**TO DO:**
Please quote the stretch of the records from their start through the line that contains "[[24, 355]]", word for word, and leave the pictures out of your answer.

**EXERCISE MATERIAL:**
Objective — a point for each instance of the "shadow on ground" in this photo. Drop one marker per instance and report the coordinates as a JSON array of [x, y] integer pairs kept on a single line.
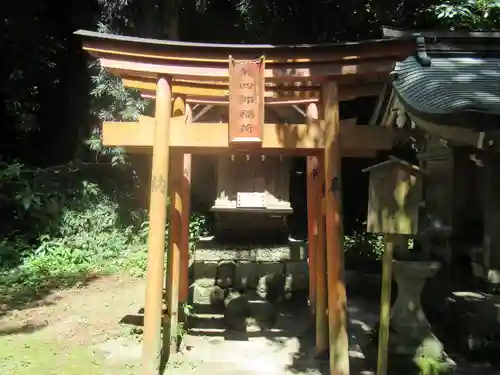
[[18, 292]]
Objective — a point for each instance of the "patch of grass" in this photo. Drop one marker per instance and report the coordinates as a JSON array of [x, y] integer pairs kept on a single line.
[[24, 355]]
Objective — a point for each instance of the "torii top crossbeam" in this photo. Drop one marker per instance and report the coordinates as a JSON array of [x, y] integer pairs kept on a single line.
[[292, 73]]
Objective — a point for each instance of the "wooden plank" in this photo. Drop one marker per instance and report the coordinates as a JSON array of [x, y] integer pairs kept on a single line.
[[275, 136], [246, 100], [219, 91], [337, 316], [152, 344], [385, 305], [175, 180], [181, 109], [210, 53], [313, 206], [321, 296], [301, 72], [313, 192]]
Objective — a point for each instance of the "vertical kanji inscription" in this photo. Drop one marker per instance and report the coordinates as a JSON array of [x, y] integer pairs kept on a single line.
[[246, 100]]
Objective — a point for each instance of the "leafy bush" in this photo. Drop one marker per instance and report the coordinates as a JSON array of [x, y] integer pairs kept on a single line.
[[65, 223]]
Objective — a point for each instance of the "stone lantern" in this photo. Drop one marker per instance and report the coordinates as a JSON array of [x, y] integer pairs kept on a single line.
[[395, 194]]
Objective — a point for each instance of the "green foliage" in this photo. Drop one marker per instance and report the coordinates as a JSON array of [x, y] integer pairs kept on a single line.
[[429, 358], [71, 221], [475, 14], [362, 245]]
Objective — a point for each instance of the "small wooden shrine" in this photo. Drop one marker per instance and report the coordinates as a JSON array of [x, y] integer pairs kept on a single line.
[[250, 83], [448, 95]]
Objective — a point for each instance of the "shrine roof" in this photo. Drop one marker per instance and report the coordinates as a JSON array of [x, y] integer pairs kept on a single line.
[[292, 72], [452, 79]]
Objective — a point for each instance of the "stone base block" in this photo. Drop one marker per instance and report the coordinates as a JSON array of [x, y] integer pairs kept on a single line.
[[210, 250]]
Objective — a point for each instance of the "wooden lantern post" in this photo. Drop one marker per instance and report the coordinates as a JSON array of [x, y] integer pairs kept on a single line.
[[395, 192], [152, 347]]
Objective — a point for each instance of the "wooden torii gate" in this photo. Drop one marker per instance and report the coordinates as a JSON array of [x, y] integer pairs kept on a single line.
[[177, 74]]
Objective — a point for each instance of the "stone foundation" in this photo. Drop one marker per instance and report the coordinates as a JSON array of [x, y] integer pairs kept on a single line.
[[247, 282]]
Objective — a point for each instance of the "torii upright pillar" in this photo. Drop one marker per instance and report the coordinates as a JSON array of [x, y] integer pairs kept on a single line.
[[152, 345], [337, 314]]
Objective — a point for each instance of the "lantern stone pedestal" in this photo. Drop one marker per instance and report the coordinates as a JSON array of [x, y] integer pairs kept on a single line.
[[410, 327]]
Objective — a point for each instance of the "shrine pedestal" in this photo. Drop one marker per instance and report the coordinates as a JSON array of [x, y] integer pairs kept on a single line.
[[410, 327]]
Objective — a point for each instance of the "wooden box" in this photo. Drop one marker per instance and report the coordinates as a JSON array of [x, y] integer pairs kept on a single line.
[[255, 183], [395, 193]]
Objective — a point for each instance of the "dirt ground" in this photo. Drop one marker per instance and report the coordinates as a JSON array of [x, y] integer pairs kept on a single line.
[[85, 331]]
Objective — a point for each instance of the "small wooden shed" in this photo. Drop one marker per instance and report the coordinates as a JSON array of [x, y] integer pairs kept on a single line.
[[395, 193]]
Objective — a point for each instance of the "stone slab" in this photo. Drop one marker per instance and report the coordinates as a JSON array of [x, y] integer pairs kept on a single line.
[[297, 276], [225, 274], [212, 251]]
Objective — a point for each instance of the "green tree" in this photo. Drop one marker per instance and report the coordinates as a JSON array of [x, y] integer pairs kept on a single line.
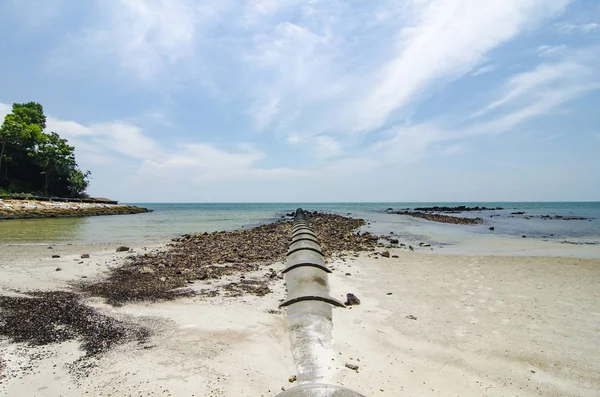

**ANSWER TO THIS EXERCISE:**
Objective — a point for each instance of the "shadow on ground" in this photo. Drop one marker per instance and report the coordinates as a JSON array of [x, y] integer pairs kept on a single line.
[[18, 292]]
Objective — a point for each instance of the "patch of grass" in this photo. Drop one marker per instance and report the coordinates as a JSON array of [x, y] integer pairs kept on a single line.
[[24, 355]]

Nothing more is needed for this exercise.